**MATERIAL FOR THE TASK**
----------
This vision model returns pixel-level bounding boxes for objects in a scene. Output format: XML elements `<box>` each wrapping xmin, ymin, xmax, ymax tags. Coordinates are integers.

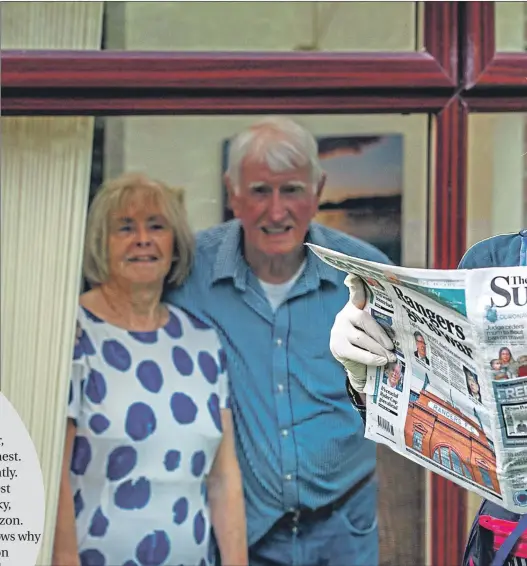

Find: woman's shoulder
<box><xmin>164</xmin><ymin>303</ymin><xmax>215</xmax><ymax>333</ymax></box>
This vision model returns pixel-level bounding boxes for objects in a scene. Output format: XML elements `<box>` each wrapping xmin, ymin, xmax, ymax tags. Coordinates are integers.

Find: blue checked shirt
<box><xmin>458</xmin><ymin>230</ymin><xmax>527</xmax><ymax>269</ymax></box>
<box><xmin>166</xmin><ymin>220</ymin><xmax>391</xmax><ymax>545</ymax></box>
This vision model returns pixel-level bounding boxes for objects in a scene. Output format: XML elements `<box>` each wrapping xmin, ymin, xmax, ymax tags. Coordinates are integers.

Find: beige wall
<box><xmin>105</xmin><ymin>1</ymin><xmax>418</xmax><ymax>52</ymax></box>
<box><xmin>466</xmin><ymin>114</ymin><xmax>526</xmax><ymax>248</ymax></box>
<box><xmin>495</xmin><ymin>1</ymin><xmax>526</xmax><ymax>52</ymax></box>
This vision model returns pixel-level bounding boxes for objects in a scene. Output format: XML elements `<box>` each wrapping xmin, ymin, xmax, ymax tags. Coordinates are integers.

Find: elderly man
<box><xmin>329</xmin><ymin>229</ymin><xmax>527</xmax><ymax>566</ymax></box>
<box><xmin>167</xmin><ymin>117</ymin><xmax>391</xmax><ymax>565</ymax></box>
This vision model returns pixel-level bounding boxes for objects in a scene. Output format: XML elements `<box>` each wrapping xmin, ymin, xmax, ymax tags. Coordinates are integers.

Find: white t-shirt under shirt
<box><xmin>257</xmin><ymin>260</ymin><xmax>306</xmax><ymax>312</ymax></box>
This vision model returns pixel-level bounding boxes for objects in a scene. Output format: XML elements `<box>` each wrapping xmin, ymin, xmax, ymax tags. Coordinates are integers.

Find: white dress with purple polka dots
<box><xmin>68</xmin><ymin>304</ymin><xmax>229</xmax><ymax>566</ymax></box>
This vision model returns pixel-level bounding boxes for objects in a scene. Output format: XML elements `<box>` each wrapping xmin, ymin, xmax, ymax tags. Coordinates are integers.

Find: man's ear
<box><xmin>315</xmin><ymin>172</ymin><xmax>327</xmax><ymax>200</ymax></box>
<box><xmin>224</xmin><ymin>172</ymin><xmax>239</xmax><ymax>214</ymax></box>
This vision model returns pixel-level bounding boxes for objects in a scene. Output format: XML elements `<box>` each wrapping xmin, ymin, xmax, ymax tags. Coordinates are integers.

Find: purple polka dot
<box><xmin>191</xmin><ymin>451</ymin><xmax>206</xmax><ymax>477</ymax></box>
<box><xmin>74</xmin><ymin>329</ymin><xmax>96</xmax><ymax>359</ymax></box>
<box><xmin>74</xmin><ymin>489</ymin><xmax>84</xmax><ymax>518</ymax></box>
<box><xmin>136</xmin><ymin>361</ymin><xmax>163</xmax><ymax>393</ymax></box>
<box><xmin>208</xmin><ymin>393</ymin><xmax>222</xmax><ymax>432</ymax></box>
<box><xmin>80</xmin><ymin>548</ymin><xmax>106</xmax><ymax>566</ymax></box>
<box><xmin>107</xmin><ymin>446</ymin><xmax>137</xmax><ymax>481</ymax></box>
<box><xmin>85</xmin><ymin>369</ymin><xmax>107</xmax><ymax>404</ymax></box>
<box><xmin>170</xmin><ymin>392</ymin><xmax>198</xmax><ymax>424</ymax></box>
<box><xmin>89</xmin><ymin>414</ymin><xmax>110</xmax><ymax>434</ymax></box>
<box><xmin>172</xmin><ymin>497</ymin><xmax>188</xmax><ymax>524</ymax></box>
<box><xmin>198</xmin><ymin>351</ymin><xmax>218</xmax><ymax>384</ymax></box>
<box><xmin>71</xmin><ymin>436</ymin><xmax>92</xmax><ymax>475</ymax></box>
<box><xmin>194</xmin><ymin>510</ymin><xmax>206</xmax><ymax>544</ymax></box>
<box><xmin>135</xmin><ymin>530</ymin><xmax>170</xmax><ymax>566</ymax></box>
<box><xmin>164</xmin><ymin>450</ymin><xmax>181</xmax><ymax>471</ymax></box>
<box><xmin>200</xmin><ymin>558</ymin><xmax>207</xmax><ymax>566</ymax></box>
<box><xmin>219</xmin><ymin>348</ymin><xmax>227</xmax><ymax>373</ymax></box>
<box><xmin>128</xmin><ymin>330</ymin><xmax>158</xmax><ymax>344</ymax></box>
<box><xmin>123</xmin><ymin>561</ymin><xmax>138</xmax><ymax>566</ymax></box>
<box><xmin>102</xmin><ymin>339</ymin><xmax>131</xmax><ymax>371</ymax></box>
<box><xmin>82</xmin><ymin>307</ymin><xmax>103</xmax><ymax>323</ymax></box>
<box><xmin>187</xmin><ymin>312</ymin><xmax>211</xmax><ymax>330</ymax></box>
<box><xmin>89</xmin><ymin>506</ymin><xmax>109</xmax><ymax>537</ymax></box>
<box><xmin>125</xmin><ymin>402</ymin><xmax>157</xmax><ymax>441</ymax></box>
<box><xmin>114</xmin><ymin>477</ymin><xmax>150</xmax><ymax>510</ymax></box>
<box><xmin>164</xmin><ymin>311</ymin><xmax>183</xmax><ymax>338</ymax></box>
<box><xmin>172</xmin><ymin>346</ymin><xmax>194</xmax><ymax>376</ymax></box>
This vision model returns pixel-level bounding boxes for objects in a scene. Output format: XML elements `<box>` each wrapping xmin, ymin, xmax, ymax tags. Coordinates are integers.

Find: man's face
----------
**PROBLEM DESCRIPTION**
I'd like the entries above repeated exactly, but without any of their pictures.

**SOLUTION TO THIS PROBLEM**
This vision model returns pixel-level bounding boxes for objects in a scene. Output format: XML elements `<box>` each wrapping xmin, ymin, xmax, ymax tags. Coordinates are integers.


Find: woman's shoulder
<box><xmin>164</xmin><ymin>303</ymin><xmax>215</xmax><ymax>333</ymax></box>
This vision model returns pixel-level bounding boxes for objects in a scene. Output format: XML elements `<box>` each wrapping xmin, ymin, xmax, ymax tags. Coordinates are integers.

Find: blue checked shirt
<box><xmin>458</xmin><ymin>230</ymin><xmax>527</xmax><ymax>269</ymax></box>
<box><xmin>166</xmin><ymin>220</ymin><xmax>391</xmax><ymax>545</ymax></box>
This vision model returns pixel-level bounding boxes for objects in a scene. Output format: XML elements `<box>` each wrapping xmin, ymin, xmax, ymax tags. Coordinates are integers.

Find: beige wall
<box><xmin>105</xmin><ymin>1</ymin><xmax>418</xmax><ymax>52</ymax></box>
<box><xmin>466</xmin><ymin>114</ymin><xmax>526</xmax><ymax>248</ymax></box>
<box><xmin>495</xmin><ymin>1</ymin><xmax>526</xmax><ymax>52</ymax></box>
This vision model returns pixel-level bounding boxes for objects in a scene. Output format: XML elements `<box>` each wrapping xmin, ymin, xmax, ymax tags. Coordinates are integers.

Find: elderly man
<box><xmin>329</xmin><ymin>229</ymin><xmax>527</xmax><ymax>566</ymax></box>
<box><xmin>167</xmin><ymin>117</ymin><xmax>391</xmax><ymax>565</ymax></box>
This vision model returns pixel-level bounding boxes for objects in a scene. Output format: XML elements `<box>` each wrapping xmin, ymin, xmax, ymax tags. Coordinates are integers.

Find: white t-shirt under shirt
<box><xmin>257</xmin><ymin>260</ymin><xmax>306</xmax><ymax>312</ymax></box>
This vision model returns pixel-level bounding boxes for objects in a scene. Output format: XML elements `<box>` each wrapping xmin, ymin, xmax, ymax tags. Coordinates are integers.

Find: white dress with purple polka dots
<box><xmin>68</xmin><ymin>304</ymin><xmax>229</xmax><ymax>566</ymax></box>
This vision model returns pixel-level bounding boxes for objects in a scene. Output format: XML elements `<box>` each wrapping xmin, ymin, xmax, ymax tags. Coordinates are integers.

Find: man's ear
<box><xmin>315</xmin><ymin>172</ymin><xmax>327</xmax><ymax>200</ymax></box>
<box><xmin>224</xmin><ymin>172</ymin><xmax>239</xmax><ymax>214</ymax></box>
This vision model returns pixel-level bounding boxes for objects in a scene. Output format: XML elements `<box>` each wrapping xmin, ymin, xmax, ymax tags. Coordinates are integers.

Find: purple polka dot
<box><xmin>191</xmin><ymin>451</ymin><xmax>206</xmax><ymax>477</ymax></box>
<box><xmin>74</xmin><ymin>329</ymin><xmax>96</xmax><ymax>359</ymax></box>
<box><xmin>74</xmin><ymin>489</ymin><xmax>84</xmax><ymax>518</ymax></box>
<box><xmin>136</xmin><ymin>361</ymin><xmax>163</xmax><ymax>393</ymax></box>
<box><xmin>208</xmin><ymin>393</ymin><xmax>222</xmax><ymax>432</ymax></box>
<box><xmin>80</xmin><ymin>548</ymin><xmax>106</xmax><ymax>566</ymax></box>
<box><xmin>107</xmin><ymin>446</ymin><xmax>137</xmax><ymax>481</ymax></box>
<box><xmin>85</xmin><ymin>369</ymin><xmax>107</xmax><ymax>404</ymax></box>
<box><xmin>170</xmin><ymin>392</ymin><xmax>198</xmax><ymax>424</ymax></box>
<box><xmin>89</xmin><ymin>414</ymin><xmax>110</xmax><ymax>434</ymax></box>
<box><xmin>172</xmin><ymin>497</ymin><xmax>188</xmax><ymax>524</ymax></box>
<box><xmin>198</xmin><ymin>351</ymin><xmax>218</xmax><ymax>384</ymax></box>
<box><xmin>71</xmin><ymin>436</ymin><xmax>92</xmax><ymax>475</ymax></box>
<box><xmin>194</xmin><ymin>510</ymin><xmax>206</xmax><ymax>544</ymax></box>
<box><xmin>135</xmin><ymin>530</ymin><xmax>170</xmax><ymax>566</ymax></box>
<box><xmin>164</xmin><ymin>450</ymin><xmax>181</xmax><ymax>471</ymax></box>
<box><xmin>200</xmin><ymin>558</ymin><xmax>207</xmax><ymax>566</ymax></box>
<box><xmin>219</xmin><ymin>348</ymin><xmax>227</xmax><ymax>373</ymax></box>
<box><xmin>128</xmin><ymin>330</ymin><xmax>158</xmax><ymax>344</ymax></box>
<box><xmin>123</xmin><ymin>561</ymin><xmax>138</xmax><ymax>566</ymax></box>
<box><xmin>102</xmin><ymin>339</ymin><xmax>131</xmax><ymax>371</ymax></box>
<box><xmin>82</xmin><ymin>307</ymin><xmax>103</xmax><ymax>323</ymax></box>
<box><xmin>187</xmin><ymin>312</ymin><xmax>211</xmax><ymax>330</ymax></box>
<box><xmin>89</xmin><ymin>506</ymin><xmax>109</xmax><ymax>537</ymax></box>
<box><xmin>125</xmin><ymin>402</ymin><xmax>157</xmax><ymax>441</ymax></box>
<box><xmin>114</xmin><ymin>477</ymin><xmax>150</xmax><ymax>510</ymax></box>
<box><xmin>164</xmin><ymin>311</ymin><xmax>183</xmax><ymax>338</ymax></box>
<box><xmin>172</xmin><ymin>346</ymin><xmax>194</xmax><ymax>376</ymax></box>
This vision model returns pixel-level bounding boxes for objects in a scene. Output format: XML elements `<box>` each wrapping xmin, ymin, xmax, ymax tags. Coordinates are integers.

Find: man's face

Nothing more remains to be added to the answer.